#### DATASET RECORDS
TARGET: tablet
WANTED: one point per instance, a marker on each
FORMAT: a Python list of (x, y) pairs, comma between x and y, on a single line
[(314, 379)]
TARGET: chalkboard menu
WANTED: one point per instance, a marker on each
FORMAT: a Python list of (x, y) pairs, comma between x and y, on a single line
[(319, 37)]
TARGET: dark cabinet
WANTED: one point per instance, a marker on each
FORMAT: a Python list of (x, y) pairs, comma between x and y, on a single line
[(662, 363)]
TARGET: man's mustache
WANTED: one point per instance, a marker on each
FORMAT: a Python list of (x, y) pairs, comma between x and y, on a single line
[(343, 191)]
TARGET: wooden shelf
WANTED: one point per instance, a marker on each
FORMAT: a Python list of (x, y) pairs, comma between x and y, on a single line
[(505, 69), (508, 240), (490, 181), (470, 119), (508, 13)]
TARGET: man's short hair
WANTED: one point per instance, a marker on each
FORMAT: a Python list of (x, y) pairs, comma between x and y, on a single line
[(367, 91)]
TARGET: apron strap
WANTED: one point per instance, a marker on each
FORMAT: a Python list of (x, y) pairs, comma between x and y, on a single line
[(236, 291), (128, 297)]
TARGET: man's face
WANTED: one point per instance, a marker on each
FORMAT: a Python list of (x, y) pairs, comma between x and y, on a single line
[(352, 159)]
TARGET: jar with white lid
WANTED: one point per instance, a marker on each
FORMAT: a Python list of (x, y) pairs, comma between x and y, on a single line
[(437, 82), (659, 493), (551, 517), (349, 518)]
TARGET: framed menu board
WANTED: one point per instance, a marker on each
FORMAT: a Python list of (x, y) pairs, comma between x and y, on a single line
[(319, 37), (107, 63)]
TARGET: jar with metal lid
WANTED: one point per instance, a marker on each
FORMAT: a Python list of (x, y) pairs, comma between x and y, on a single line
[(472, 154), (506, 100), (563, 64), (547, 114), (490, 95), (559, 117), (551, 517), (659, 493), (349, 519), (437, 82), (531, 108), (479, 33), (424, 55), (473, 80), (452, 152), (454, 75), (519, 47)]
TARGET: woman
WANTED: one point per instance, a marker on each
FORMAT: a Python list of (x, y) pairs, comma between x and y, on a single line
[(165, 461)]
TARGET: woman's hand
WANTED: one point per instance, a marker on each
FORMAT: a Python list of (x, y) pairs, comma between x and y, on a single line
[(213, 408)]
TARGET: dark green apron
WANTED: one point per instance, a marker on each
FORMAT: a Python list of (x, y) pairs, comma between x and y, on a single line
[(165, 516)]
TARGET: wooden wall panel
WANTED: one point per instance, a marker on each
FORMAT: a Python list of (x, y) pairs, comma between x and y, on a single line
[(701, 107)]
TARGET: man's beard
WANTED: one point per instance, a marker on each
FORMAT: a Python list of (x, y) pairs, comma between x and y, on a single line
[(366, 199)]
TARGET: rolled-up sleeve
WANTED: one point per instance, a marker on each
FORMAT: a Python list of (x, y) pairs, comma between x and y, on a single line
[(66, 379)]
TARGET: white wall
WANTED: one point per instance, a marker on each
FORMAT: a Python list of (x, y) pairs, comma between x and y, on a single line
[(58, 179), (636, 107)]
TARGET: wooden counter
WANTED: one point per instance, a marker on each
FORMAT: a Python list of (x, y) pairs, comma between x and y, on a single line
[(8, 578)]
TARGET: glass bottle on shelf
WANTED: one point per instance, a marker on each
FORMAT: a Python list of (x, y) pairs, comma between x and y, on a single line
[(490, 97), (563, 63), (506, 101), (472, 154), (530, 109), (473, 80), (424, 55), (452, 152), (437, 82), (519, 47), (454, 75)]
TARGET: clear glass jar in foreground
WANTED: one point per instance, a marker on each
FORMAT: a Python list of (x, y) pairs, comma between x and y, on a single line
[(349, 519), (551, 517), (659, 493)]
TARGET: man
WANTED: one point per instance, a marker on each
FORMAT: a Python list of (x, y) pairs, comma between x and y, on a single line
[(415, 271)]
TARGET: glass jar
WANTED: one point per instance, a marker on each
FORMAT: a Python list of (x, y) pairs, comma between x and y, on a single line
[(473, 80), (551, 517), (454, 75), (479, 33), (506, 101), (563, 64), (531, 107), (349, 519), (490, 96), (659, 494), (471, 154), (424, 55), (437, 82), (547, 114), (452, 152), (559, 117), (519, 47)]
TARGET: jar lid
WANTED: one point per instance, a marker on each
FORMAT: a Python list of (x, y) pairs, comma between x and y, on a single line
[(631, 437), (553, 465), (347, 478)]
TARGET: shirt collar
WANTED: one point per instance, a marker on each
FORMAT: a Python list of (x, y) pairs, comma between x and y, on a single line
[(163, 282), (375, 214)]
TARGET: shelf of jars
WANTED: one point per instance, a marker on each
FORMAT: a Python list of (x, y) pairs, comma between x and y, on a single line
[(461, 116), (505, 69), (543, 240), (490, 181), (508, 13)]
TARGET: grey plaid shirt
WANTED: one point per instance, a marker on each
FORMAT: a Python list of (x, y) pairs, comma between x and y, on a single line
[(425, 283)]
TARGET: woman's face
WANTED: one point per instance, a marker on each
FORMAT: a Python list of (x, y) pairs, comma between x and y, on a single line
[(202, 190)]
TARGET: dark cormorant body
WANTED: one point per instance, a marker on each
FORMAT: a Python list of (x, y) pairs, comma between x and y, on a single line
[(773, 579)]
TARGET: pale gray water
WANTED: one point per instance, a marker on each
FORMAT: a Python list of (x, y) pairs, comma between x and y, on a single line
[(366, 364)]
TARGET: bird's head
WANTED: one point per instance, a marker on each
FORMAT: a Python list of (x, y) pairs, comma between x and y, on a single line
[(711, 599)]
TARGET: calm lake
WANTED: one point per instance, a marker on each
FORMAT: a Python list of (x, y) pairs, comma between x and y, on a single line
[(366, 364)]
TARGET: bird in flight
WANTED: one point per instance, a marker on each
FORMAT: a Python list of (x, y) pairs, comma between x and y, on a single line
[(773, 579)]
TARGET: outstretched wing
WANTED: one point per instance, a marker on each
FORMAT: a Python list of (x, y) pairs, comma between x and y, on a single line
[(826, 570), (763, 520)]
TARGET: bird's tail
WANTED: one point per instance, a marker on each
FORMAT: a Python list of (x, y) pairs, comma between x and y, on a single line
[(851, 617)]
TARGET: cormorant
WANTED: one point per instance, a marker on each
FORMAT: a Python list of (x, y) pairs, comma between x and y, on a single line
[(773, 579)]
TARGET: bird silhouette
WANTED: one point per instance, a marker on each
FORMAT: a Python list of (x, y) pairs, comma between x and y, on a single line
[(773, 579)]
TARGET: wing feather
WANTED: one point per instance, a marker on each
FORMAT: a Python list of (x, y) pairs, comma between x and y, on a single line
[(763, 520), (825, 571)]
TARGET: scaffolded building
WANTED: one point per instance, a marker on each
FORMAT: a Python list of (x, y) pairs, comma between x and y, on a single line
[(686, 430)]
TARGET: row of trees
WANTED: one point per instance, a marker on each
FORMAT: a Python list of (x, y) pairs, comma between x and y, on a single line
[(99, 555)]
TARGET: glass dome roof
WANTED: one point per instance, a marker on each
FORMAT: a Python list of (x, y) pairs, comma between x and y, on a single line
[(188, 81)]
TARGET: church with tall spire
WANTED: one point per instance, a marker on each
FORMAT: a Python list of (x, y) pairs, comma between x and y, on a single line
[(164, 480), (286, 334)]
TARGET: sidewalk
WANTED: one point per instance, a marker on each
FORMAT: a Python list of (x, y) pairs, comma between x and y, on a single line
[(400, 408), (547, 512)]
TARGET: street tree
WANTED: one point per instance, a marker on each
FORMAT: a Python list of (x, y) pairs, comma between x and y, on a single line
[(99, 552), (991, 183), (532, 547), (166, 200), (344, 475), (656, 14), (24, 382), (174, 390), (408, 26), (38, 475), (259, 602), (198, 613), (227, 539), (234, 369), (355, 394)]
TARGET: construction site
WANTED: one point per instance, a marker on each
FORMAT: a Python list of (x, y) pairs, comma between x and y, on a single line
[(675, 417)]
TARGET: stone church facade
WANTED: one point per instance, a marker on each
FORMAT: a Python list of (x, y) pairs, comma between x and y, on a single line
########
REQUIRED ACTION:
Which lines above contain the word "wall"? Copy each one.

SOLUTION TO THIS PROBLEM:
TARGET: wooden wall panel
TARGET: white wall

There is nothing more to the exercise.